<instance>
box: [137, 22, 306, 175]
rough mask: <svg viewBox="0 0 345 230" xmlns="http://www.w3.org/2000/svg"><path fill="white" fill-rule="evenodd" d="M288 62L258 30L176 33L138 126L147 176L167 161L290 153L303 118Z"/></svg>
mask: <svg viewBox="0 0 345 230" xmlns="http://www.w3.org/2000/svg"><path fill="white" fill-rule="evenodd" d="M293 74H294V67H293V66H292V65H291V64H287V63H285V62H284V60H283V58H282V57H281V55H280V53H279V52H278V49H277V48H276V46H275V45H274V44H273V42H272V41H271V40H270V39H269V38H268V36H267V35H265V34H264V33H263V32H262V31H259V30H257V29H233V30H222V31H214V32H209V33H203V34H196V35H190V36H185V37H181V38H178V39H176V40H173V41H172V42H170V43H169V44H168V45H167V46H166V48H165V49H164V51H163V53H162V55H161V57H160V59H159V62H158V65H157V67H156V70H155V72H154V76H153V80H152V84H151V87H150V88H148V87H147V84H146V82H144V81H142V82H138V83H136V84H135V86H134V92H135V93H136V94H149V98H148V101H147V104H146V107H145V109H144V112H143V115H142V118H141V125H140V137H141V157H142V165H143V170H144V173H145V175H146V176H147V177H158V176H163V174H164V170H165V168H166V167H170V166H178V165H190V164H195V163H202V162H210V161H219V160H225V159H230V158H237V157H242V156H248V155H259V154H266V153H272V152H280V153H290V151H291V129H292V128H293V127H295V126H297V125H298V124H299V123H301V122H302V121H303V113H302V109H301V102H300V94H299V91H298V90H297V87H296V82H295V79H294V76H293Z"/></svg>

...

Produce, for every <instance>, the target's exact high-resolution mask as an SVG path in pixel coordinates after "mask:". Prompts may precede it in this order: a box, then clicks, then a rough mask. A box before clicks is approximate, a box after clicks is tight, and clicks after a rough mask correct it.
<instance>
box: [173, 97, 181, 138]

PROBLEM TO WORK ON> Set down only the lines above that fall between the line holding "Produce, for every" and the line holding "box: [173, 97, 181, 138]", inclusive, keeping each exact.

OUTPUT>
Produce, for every <instance>, the target's exact high-resolution mask as an SVG path in pixel coordinates after "mask:". Prompts may precede it in this order: a box, then clicks, then a rough mask. A box before clicks is approximate, a box after clicks is tight, and clicks after a rough mask correct it.
<instance>
box: [173, 97, 181, 138]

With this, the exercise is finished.